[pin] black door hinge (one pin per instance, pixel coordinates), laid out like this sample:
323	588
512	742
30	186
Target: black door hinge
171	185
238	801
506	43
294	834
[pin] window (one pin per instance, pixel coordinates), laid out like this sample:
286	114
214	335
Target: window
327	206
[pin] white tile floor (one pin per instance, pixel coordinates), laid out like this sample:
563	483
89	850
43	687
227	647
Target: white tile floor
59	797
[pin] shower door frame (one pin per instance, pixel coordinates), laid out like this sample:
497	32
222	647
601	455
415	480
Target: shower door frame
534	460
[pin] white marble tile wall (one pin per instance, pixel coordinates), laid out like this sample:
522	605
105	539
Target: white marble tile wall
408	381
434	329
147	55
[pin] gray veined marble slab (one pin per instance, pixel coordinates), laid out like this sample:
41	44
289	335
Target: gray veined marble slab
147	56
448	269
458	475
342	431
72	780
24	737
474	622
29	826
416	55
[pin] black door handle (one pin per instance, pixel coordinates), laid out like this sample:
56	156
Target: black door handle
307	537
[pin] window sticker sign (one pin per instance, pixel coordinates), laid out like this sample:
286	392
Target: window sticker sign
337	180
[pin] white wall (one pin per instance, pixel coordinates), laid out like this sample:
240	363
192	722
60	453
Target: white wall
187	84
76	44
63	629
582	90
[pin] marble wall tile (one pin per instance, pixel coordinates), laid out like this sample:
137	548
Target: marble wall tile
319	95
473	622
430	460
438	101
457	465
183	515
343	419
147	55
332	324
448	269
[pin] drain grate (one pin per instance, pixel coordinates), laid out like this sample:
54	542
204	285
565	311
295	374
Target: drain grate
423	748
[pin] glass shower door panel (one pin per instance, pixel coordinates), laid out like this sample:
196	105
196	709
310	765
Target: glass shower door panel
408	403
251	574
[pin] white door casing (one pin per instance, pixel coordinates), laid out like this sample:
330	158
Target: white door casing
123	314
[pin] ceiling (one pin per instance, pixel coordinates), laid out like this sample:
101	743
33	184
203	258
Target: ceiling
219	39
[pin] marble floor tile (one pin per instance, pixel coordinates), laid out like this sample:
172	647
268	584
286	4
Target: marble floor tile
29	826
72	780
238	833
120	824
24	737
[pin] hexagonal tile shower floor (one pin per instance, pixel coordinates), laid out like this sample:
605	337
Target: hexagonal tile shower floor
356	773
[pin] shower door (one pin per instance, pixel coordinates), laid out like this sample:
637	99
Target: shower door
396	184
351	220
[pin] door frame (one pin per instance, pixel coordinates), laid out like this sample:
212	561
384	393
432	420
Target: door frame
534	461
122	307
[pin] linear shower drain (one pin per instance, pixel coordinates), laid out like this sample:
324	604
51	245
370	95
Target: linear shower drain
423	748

########

Format all the rows above as a JSON list of strings, with one string for each line and blank lines left out.

## WRITTEN ANSWER
[
  "[pin] black door hinge (one pin per instance, pixel coordinates), laid out like this sample:",
  "323\t588",
  "512\t742",
  "30\t186",
  "Target: black door hinge",
  "171\t185",
  "238\t801",
  "506\t43",
  "294\t834",
  "[pin] window (one pin per instance, pixel coordinates), laid out like this sample:",
  "286\t114",
  "214\t335",
  "Target: window",
  "327\t206",
  "[pin] white tile floor (one pin per instance, pixel coordinates), laid out like this sample:",
  "563\t483",
  "89\t850",
  "43\t687",
  "227\t647",
  "Target: white tile floor",
  "59\t797",
  "[pin] shower door frame (one pin per instance, pixel coordinates), laid out like this sample:",
  "497\t32",
  "222\t647",
  "601\t455",
  "415\t480",
  "Target: shower door frame",
  "534\t460",
  "[pin] white marble tile wall (one pin per instance, pixel coordinates), laid out like this sample:",
  "522\t605",
  "105\t539",
  "Target: white marble tile wall",
  "408\t381",
  "434\t329",
  "147\t55",
  "[pin] gray veined marble slab (one pin per instance, pixel coordinates), laid out like this sample:",
  "41\t44",
  "289\t335",
  "Target: gray veined marble slab",
  "147\t56",
  "448\t269",
  "458\t475",
  "342\t431",
  "72\t780",
  "24\t737",
  "474\t622",
  "29\t826",
  "416\t55",
  "[pin] black door handle (one pin per instance, pixel coordinates), laid out like this sample:",
  "56\t156",
  "Target: black door handle",
  "307\t537",
  "[pin] window sticker sign (one pin per instance, pixel coordinates), laid out like this sample:",
  "286\t392",
  "Target: window sticker sign",
  "337\t180",
  "[pin] white wall (one pin per instance, pixel coordinates), laid out like this sample:",
  "240\t363",
  "192\t722",
  "60\t453",
  "Target: white wall",
  "187\t84",
  "76\t44",
  "63\t629",
  "582\t90",
  "[pin] marble wall tile (one pin per instance, pixel coordinates), laid out like this sample:",
  "137\t548",
  "Target: marble wall tile",
  "319\t95",
  "473\t622",
  "430\t460",
  "438\t101",
  "457\t465",
  "183\t515",
  "343\t419",
  "147\t55",
  "332\t324",
  "448\t269",
  "[pin] drain grate (one pin per instance, pixel coordinates), laid out like this sample:",
  "54\t542",
  "204\t285",
  "565\t311",
  "295\t374",
  "Target: drain grate",
  "423\t748",
  "[pin] glass shower door panel (one pin per instance, pixel coordinates), laid out like this sample:",
  "196\t105",
  "196\t709",
  "310\t765",
  "Target: glass shower door panel",
  "408\t403",
  "251\t574",
  "[pin] white door casing (one pin per instance, pixel coordinates), laid out like this sample:",
  "330\t158",
  "Target: white door casing",
  "123\t314",
  "[pin] ceiling (one pin per instance, pixel coordinates), laid out like this sample:",
  "101\t743",
  "33\t184",
  "203\t258",
  "Target: ceiling",
  "219\t39",
  "[pin] marble floor tile (one pin per instance, pixel coordinates), laid out like this sample:",
  "172\t647",
  "268\t584",
  "286\t4",
  "Target: marble floor tile",
  "29\t826",
  "72\t780",
  "238\t833",
  "120\t824",
  "24\t737",
  "[pin] hexagonal tile shower floor (one pin per instance, pixel coordinates), laid out like this sample:",
  "605\t337",
  "Target: hexagonal tile shower floor",
  "356\t773",
  "[pin] shower door (one pin per instance, pixel coordinates), laid out like this sample:",
  "637\t99",
  "Target: shower door",
  "396\t184",
  "351\t220",
  "[pin] door frame (one pin per instance, pixel coordinates), laid out like this sample:",
  "212\t561",
  "384\t393",
  "432\t420",
  "Target: door frame",
  "534\t461",
  "122\t307",
  "[pin] linear shower drain (one pin per instance, pixel coordinates), laid out like this sample:",
  "324\t604",
  "51\t245",
  "370\t95",
  "Target: linear shower drain",
  "423\t748"
]